══ Extrait ══

Si le sujet revient désormais avec insistance dans les réflexions de politique publique, le monde de la supply chain n’a pas attendu contraintes et propositions de loi pour réfléchir à son impact environnemental, tout particulièrement chez les acteurs de l’immobilier logistique. Mais parfois décriée, souvent caricaturée, la figure de l’entrepôt se conjugue rarement avec durabilité et décarbonation aux yeux du grand public et de certaines collectivités. Pourtant, des efforts ont déjà été menés par le secteur sur ces sujets, malgré son impact pourtant modéré, avec par exemple une part d’artificialisation inférieure à 1 % au niveau national, loin derrière les logements ou infrastructures routières. Et depuis sa création il y a vingt ans, initiée à l’époque autour des problématiques des Contrats de performance énergétique (CPE), Afilog, association professionnelle des métiers de l’immobilier logistique, a multiplié les initiatives dans le sens de projets plus verts. « Nous avons réalisé la première enquête sur la performance énergétique des bâtiments logistiques en 2012. La sensibilité sur ces sujets a donc toujours été présente. Cependant, nous n’avions jamais vraiment communiqué sur nos efforts auprès des acteurs de la sphère publique, et encore moins de façon unie et collective. Il était nécessaire de montrer que l’ensemble du secteur était engagé sur ces sujets environnementaux », raconte Diana Diziain, directrice déléguée d’Afilog.

═══

§ Série d'exercices
a. Selon l'extrait ci-dessus, en quelle année Afilog a-t-elle mené sa première enquête sur la performance énergétique des bâtiments logistiques ?
b. Relevez toutes les valeurs chiffrées qui figurent dans l'extrait.

══ Données fournies ══

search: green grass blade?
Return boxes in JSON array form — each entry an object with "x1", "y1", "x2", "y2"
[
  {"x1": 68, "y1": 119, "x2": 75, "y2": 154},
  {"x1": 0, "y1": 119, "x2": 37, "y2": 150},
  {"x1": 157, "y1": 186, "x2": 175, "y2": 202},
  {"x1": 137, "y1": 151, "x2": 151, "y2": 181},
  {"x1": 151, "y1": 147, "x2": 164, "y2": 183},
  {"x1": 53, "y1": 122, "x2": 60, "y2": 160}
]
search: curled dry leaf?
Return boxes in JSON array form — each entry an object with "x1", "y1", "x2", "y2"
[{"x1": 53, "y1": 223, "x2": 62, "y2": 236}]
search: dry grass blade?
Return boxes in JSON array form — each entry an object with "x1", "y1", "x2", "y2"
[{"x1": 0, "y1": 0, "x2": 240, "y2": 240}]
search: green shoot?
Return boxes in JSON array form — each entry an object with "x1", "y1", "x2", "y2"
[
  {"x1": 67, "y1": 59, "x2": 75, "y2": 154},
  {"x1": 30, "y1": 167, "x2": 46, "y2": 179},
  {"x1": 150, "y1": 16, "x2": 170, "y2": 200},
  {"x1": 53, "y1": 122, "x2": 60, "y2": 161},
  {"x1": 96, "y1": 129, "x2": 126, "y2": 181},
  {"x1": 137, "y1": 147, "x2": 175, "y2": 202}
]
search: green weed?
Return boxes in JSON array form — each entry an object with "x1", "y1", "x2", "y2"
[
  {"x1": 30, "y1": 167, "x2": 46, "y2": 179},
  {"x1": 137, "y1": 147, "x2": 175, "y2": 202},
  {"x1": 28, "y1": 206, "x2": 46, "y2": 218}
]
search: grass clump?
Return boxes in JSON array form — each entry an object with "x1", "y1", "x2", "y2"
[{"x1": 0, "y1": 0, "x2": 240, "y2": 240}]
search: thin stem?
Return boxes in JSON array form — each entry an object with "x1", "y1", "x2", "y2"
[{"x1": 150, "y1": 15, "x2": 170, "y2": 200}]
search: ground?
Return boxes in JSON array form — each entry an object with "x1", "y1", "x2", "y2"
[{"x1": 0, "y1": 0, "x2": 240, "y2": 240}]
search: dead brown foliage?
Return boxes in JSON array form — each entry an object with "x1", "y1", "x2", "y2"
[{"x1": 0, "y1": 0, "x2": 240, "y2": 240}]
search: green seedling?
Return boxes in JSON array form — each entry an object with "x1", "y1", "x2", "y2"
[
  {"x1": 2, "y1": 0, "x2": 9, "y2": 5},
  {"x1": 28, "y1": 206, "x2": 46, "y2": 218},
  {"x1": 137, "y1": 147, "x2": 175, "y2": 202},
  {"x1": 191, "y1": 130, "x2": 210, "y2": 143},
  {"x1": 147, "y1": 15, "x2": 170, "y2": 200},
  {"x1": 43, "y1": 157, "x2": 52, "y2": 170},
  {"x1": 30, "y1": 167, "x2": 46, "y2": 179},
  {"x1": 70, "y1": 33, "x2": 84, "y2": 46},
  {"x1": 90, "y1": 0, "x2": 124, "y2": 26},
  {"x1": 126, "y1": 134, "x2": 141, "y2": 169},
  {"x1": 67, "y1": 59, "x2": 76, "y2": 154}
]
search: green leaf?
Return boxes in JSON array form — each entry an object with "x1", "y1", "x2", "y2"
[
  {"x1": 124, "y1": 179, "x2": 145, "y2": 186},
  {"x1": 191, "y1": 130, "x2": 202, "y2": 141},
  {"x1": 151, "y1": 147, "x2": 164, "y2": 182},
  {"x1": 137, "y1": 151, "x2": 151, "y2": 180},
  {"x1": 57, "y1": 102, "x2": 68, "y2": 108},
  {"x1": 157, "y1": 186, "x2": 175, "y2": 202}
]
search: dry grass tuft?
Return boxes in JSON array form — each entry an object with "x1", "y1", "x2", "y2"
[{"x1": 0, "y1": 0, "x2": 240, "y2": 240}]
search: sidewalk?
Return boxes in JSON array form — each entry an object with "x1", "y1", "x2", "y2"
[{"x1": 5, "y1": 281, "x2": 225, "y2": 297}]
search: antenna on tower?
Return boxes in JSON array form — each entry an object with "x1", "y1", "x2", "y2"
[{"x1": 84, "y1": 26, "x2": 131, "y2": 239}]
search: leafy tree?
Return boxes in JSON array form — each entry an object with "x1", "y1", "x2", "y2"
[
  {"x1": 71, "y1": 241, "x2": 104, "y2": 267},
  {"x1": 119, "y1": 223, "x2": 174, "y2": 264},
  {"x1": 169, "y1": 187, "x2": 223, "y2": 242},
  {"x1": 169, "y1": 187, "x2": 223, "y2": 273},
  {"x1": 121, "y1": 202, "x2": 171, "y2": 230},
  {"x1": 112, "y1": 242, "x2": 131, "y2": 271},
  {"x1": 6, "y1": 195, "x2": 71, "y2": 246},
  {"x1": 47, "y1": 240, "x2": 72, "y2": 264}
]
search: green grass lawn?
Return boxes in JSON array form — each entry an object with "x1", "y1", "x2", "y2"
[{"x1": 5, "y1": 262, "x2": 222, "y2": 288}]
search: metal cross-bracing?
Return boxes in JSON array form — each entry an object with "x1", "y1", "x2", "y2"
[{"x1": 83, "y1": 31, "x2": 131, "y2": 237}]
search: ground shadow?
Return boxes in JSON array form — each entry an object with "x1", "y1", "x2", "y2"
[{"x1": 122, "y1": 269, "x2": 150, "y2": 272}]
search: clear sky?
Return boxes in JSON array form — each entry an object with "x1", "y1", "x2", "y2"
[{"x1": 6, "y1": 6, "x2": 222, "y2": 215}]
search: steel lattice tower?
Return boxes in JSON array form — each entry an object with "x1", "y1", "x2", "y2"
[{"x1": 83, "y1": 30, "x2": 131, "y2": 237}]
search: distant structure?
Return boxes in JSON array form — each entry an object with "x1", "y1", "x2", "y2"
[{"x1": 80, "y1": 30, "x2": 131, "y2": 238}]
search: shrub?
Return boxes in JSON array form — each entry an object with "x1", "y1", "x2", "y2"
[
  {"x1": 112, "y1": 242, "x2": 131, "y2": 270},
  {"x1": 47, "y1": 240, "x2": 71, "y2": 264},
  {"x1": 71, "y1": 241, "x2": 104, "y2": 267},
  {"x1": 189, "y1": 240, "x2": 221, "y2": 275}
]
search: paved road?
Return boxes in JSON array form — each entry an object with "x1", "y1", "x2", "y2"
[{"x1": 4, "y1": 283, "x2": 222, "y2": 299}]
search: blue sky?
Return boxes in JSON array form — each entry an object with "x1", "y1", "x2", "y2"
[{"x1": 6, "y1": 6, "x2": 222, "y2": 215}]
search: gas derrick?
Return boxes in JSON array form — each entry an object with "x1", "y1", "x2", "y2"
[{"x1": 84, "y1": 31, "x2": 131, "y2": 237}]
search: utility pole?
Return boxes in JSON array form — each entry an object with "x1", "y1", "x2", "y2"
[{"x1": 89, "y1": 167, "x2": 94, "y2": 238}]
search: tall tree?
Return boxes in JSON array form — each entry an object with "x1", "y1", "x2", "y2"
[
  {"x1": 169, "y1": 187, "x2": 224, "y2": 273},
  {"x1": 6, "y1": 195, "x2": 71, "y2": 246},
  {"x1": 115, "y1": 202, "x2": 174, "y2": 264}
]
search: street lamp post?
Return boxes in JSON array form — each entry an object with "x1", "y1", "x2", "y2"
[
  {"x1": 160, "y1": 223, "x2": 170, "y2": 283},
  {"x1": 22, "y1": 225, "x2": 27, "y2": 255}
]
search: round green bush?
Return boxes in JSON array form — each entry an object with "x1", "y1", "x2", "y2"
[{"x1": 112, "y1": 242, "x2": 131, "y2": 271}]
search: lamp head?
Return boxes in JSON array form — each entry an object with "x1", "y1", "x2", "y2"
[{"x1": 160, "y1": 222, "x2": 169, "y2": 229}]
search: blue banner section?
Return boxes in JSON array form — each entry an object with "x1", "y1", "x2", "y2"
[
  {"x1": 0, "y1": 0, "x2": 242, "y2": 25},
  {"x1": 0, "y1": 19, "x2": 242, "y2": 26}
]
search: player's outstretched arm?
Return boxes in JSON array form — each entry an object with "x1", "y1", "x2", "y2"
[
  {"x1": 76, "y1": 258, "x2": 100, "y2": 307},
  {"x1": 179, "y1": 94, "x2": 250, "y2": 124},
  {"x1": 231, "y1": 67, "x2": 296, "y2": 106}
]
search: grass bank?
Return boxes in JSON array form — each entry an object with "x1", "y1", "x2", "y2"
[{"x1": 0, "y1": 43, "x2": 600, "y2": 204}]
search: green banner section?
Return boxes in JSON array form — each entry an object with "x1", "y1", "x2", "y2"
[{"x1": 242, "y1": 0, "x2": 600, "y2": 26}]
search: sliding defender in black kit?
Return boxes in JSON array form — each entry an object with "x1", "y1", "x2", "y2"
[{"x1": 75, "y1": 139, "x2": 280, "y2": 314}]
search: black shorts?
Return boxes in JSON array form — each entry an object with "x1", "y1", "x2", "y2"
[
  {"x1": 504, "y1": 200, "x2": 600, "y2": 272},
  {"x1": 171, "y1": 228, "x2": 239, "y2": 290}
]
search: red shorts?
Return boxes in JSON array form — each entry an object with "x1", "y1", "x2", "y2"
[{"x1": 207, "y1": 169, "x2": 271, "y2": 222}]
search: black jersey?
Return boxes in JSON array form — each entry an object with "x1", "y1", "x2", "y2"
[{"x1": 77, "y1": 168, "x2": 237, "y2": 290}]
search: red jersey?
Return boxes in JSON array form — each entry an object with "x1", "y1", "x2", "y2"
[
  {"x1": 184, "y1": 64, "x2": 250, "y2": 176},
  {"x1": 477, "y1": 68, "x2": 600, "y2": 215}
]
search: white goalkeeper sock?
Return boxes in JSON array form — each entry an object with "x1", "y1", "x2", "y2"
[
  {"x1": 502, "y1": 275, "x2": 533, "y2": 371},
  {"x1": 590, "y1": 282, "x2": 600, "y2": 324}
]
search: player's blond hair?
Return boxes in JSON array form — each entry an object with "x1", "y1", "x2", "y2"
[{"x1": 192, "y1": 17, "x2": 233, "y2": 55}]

═══

§ Exercices corrigés
a. En 2012.

b.
- inférieure à 1 %
- vingt ans
- 2012